Work instruction — Here are records with pictures in them. Copy all of them exactly and leave the pictures out.

Data for the task —
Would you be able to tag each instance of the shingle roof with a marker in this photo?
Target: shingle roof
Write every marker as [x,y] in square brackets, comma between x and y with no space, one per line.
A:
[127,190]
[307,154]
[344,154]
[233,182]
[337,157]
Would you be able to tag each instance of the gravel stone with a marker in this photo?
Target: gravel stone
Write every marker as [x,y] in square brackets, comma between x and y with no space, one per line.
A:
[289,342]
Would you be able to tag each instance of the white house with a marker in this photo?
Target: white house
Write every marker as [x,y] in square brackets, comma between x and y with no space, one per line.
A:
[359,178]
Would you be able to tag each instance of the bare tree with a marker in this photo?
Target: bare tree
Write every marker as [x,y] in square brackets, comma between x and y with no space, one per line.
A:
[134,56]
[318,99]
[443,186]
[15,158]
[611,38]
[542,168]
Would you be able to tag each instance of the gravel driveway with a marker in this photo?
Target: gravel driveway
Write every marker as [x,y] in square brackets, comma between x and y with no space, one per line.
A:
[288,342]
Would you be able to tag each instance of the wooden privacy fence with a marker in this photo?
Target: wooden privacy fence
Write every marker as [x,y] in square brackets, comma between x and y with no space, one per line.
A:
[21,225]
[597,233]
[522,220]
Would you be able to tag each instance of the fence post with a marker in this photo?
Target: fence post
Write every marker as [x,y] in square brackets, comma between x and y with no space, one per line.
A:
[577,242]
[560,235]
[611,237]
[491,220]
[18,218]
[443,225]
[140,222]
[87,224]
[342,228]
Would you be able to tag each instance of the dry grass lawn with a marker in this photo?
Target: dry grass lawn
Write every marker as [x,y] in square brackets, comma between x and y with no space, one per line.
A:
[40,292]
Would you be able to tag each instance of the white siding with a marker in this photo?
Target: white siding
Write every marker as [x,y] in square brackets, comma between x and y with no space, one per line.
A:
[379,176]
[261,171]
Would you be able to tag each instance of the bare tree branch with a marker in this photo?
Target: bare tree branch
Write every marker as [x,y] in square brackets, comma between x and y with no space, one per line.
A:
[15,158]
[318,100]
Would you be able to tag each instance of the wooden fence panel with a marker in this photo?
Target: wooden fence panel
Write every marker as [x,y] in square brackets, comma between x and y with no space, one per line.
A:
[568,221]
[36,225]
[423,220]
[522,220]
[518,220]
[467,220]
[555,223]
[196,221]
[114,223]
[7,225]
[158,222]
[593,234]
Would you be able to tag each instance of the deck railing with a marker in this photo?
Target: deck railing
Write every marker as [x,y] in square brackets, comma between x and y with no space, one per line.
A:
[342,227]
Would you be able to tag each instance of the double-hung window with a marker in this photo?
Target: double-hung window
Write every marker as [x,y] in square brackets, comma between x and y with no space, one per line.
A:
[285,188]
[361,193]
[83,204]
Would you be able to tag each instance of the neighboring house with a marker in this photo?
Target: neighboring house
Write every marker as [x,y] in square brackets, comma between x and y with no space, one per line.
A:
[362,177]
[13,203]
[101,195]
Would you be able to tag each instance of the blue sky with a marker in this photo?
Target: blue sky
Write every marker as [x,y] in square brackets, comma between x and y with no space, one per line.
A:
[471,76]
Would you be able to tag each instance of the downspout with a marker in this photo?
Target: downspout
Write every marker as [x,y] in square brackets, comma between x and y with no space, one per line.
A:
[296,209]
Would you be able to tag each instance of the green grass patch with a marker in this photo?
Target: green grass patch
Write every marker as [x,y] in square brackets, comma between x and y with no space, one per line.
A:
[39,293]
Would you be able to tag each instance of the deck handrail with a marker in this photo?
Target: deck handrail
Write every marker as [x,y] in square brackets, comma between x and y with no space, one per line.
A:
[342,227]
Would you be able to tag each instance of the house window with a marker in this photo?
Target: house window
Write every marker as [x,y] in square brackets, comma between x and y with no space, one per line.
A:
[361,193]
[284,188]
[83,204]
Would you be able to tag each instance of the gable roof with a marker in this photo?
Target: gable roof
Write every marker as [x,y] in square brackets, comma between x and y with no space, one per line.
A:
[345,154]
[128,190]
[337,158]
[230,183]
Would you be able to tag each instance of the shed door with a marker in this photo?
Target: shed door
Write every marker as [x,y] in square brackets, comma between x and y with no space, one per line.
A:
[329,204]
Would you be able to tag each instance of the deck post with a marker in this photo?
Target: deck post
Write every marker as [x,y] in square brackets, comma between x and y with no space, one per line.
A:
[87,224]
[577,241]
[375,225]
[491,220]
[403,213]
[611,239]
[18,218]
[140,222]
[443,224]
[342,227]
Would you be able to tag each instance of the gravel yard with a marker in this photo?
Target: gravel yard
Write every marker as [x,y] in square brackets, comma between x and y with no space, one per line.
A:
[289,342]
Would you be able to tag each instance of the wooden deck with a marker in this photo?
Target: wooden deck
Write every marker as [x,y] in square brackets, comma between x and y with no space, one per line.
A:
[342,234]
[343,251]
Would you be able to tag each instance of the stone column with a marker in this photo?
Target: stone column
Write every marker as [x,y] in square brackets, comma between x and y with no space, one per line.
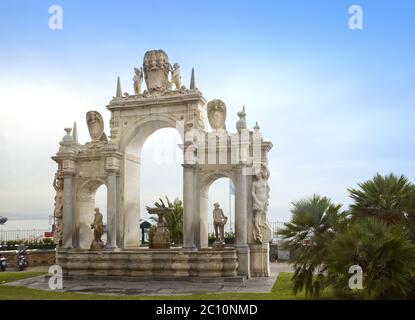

Written solution —
Would you be able to tag each instance of the shingle roof with a marker in this photo?
Target: shingle roof
Write every marker as [x,y] in square brackets, comma between x and y with no space, one per line.
A:
[127,190]
[307,154]
[344,154]
[233,182]
[337,157]
Would you be able to tag each instance of the gravel stone with a marker in this photo?
Target: gravel stone
Write every marker as [x,y] in square brackets, comma between x and y with no space, one per line.
A:
[289,342]
Would you be able to tag each instance of the white house with a marker in this photo?
Target: white house
Write every marker as [x,y] in square brackets, comma between x and y with no space, one per line.
A:
[359,178]
Would you be able to tag each instance of the bare tree with a marker in this photo?
Target: bare tree
Write every marker as [x,y] in square brackets, comma between x and y with no space, one per line.
A:
[134,56]
[318,99]
[443,186]
[15,158]
[611,38]
[542,168]
Would you be able to tag each instance of the gravel driveway with a marker in this photo?
Target: gravel driveway
Write every marker as [x,y] in square brackets, comma between x and y with no space, one per line.
A:
[288,342]
Would you be able to tag each instance of the wooden privacy fence with a marker in this photo?
Target: wooden privacy fence
Write every marker as [x,y] in square brackets, comma between x and y with no space, one per line.
A:
[21,225]
[597,233]
[522,220]
Would you be able to tag each instance of the fence post with a marker in this photo?
Target: fence post
Write every marker as [x,y] in square brackets, comma between x and y with no space, one per line.
A:
[577,242]
[560,235]
[611,237]
[491,220]
[18,218]
[443,225]
[140,222]
[87,224]
[342,228]
Would you be able to tag each instance of the dry grass lawn with a marker in this photo?
Target: dry grass lawn
Write every marker as [x,y] in square brackets, comma between x and y with no space, one per line.
A:
[40,292]
Would you be able to tag each instance of the white siding with a marker in this photo?
Target: white siding
Write every marker as [x,y] in square brackets, comma between x and y with no space, one per line.
A:
[379,176]
[261,171]
Would you be able to tag each instance of the bare tree branch with a marker in this photo?
Target: bare tree branch
Write every marker as [x,y] in square brackets, comma between x and y with no space, one per line.
A:
[15,158]
[318,100]
Would you be able to tag each instance of the wooden fence panel with a marker in this photo?
Target: wooden fence panel
Write every marker as [x,y] in square brackets, comma between x and y with no space, one per line.
A:
[568,221]
[36,225]
[423,220]
[522,220]
[518,220]
[467,220]
[555,223]
[196,221]
[114,223]
[7,225]
[158,222]
[593,234]
Would you be able to tag each instance of the deck railing with a marker in this photo?
Target: deck railing
Write every marker as [x,y] in square brackets, comma between x and y with no space, one per line.
A:
[342,227]
Would you be able to tag each instance of the double-hung window with a marker in this photo?
Target: double-hung window
Write every marker as [x,y] in square brackets, comma between x and y with no space, one per line.
A:
[285,188]
[361,193]
[83,204]
Would you be able to tag each instance of the neighboring house with a marker in this photo?
Target: neighboring house
Write every marker as [x,y] in square brackets, comma between x and y with no space, one per line.
A:
[362,177]
[13,203]
[101,195]
Would you be able to tag each instance of the blue sky with a marker in this photo?
Target: blue sky
Write every marker as [x,y] in square brackets, comma between x and y with no space, one per line.
A:
[471,76]
Would you be able to tag each instance of the downspout with a marker in this photo?
Target: downspout
Write every marker as [x,y] in square brackets, comma between x and y with no space, one per line.
A:
[296,209]
Would you be able to tag each instance of the green grass patch with a marker in this photo?
Target: green grass patch
Write every marker as [x,y] in square brackets, comma between x and y with no space, one per line.
A:
[39,293]
Would you be able to tag each instance of the deck handrail with a marker in this photo?
Target: deck handrail
Write every marker as [x,y] in square brackets, comma between x and y with no space, one per line.
A:
[342,227]
Would you be able to tag each instance of the house window with a marker in this photo?
Target: house window
Write every marker as [x,y] in square brackets, comma between x and y with no space, one per line.
A:
[361,193]
[284,188]
[83,204]
Would you be able to tag each instance of the gable roof with a marker in this photo?
Target: gable roof
Write every marker as [x,y] in square brackets, comma between x and y with no space, one per line.
A:
[345,154]
[128,190]
[337,158]
[230,183]
Would you be able to tag each instance of the shed door with a marker in this photo?
Target: shed door
Write every marker as [x,y] in square brackets, comma between x and y with no space, one per line.
A:
[329,204]
Would you be able to tag each instance of the deck post with a marker in this photo?
Target: deck post
Write every marker as [x,y] in square brackets, comma between x and y with no space, one per line.
A:
[87,224]
[577,241]
[375,225]
[491,220]
[403,213]
[611,239]
[18,218]
[140,222]
[443,224]
[342,227]
Would you be able to tag each instance of the gravel yard with a marker in this photo?
Target: gravel yard
Write every marker as [x,y] in square brackets, comma between x and y with no space, one per line.
A:
[289,342]
Would you be able to tag each instance of the wooden deck with a marker in this photo?
Target: wooden deck
Write every marker as [x,y] in square brackets, comma between x and y with no space, one per line.
A:
[342,234]
[343,251]
Would you be able to tag each instance of the stone column with a marker in this photo?
Target: stone column
Write every marker as [x,y] in square brackets, comma between x and y with no space, one per line.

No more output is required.